Aim of the task → Convert each line of the records below into a row of a Markdown table with the columns Row and Line, skipping any blank lines.

Stored data entries
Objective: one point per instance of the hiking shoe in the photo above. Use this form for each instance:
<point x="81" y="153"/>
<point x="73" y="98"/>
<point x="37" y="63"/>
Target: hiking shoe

Output of the exercise →
| Row | Line |
|---|---|
| 1 | Objective: one point per instance of the hiking shoe in the photo above. Use this form for each instance: |
| 2 | <point x="81" y="153"/> |
| 3 | <point x="73" y="98"/> |
| 4 | <point x="37" y="63"/> |
| 5 | Target: hiking shoe |